▶ **Complete the following**
#1 From the forum message about BCP 47 identifiers, list every organization the writer names as a possible host for the URIs.
#2 Write the next part of the forum message about BCP 47 identifiers, carrying on right after its last sentence.

▶ **Passage to read**
════════════════════

Re: BPMLOD and string metadata

> On Feb 2, 2023, at 2:36 AM, felix@sasakiatcf.com wrote:
> 
> Dear Christian and all,
> 
> I agree that currently there is a disconnect between the stakeholders. One technical step to take would be to provide BCP 47 identifiers as URIs, ideally even as RDF based URIs, so that others can attach to the URIs the missing metadata and re-use them in other contexts.
> 
> I tried to argue for that in the i18n WG, but we did not proceed so far, also or mainly because of responsibilities: who should host such URIs, the IETF or W3C or the Unicode consortium? Or should we just write a description how to construct the URIs? Maybe this thread helps to re-animate the discussion.

════════════════════

▶ **Recorded information**
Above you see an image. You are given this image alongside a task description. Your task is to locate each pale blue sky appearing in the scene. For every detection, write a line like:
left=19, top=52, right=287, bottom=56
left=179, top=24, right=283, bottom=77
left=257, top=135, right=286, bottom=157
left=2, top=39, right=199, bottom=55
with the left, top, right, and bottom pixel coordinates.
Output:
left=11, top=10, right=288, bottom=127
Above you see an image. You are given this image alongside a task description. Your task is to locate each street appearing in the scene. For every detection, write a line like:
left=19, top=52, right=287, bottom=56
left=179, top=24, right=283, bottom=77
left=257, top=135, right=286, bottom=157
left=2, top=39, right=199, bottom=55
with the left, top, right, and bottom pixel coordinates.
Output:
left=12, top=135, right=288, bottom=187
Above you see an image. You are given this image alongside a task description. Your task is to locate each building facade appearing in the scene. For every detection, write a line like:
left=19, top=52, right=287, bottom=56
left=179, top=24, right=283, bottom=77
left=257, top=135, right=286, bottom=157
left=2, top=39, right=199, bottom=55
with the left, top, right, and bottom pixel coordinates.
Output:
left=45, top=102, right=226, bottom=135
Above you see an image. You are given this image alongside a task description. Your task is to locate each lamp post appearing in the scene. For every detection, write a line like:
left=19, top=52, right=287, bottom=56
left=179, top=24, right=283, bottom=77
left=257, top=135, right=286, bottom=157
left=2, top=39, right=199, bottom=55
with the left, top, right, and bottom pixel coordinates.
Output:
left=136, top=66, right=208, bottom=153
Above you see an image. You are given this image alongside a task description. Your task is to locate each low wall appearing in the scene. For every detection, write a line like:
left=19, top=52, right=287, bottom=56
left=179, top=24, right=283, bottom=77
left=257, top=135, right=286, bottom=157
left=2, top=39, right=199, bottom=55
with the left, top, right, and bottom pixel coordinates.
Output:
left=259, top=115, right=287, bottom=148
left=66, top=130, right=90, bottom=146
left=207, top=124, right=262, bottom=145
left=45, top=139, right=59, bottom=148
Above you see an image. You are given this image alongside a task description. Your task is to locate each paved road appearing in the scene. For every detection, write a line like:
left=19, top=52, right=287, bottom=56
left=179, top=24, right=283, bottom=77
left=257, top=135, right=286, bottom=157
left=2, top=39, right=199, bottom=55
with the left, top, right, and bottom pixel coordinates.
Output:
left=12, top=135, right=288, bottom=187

════════════════════

▶ **Replies**
#1 the IETF, the W3C, the Unicode consortium

#2
There’s an open issue [1] on planned updates to RDF Concepts from the RDF-star working group. This considers a couple of ways to handle text direction in RDF including the Compound Literal [2] and i18n namespace [3] experimental features from JSON-LD 1.1, which were constrained by compatibility with RDF 1.1. RDF 1.2 is focused on making annotations on RDF statements, and there’s a proposal that could leverage this, in addition to better formalizing the other mechanisms. I don’t expect the RDF-star group to have too much bandwidth to focus on this now, but we’ll need to do something for RDF Concepts and related recommendations (about 21 in all).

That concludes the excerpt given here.